*** Opening DATA PROVIDED ***

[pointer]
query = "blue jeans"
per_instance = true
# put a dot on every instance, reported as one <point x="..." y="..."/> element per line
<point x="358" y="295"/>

*** Closing DATA PROVIDED ***

▶ [WHAT TO WORK ON]: Each record must be reproduced exactly. Keep every one.

▶ [EXPECTED ANSWER]:
[pointer]
query = "blue jeans"
per_instance = true
# put a dot on every instance, reported as one <point x="..." y="..."/> element per line
<point x="358" y="295"/>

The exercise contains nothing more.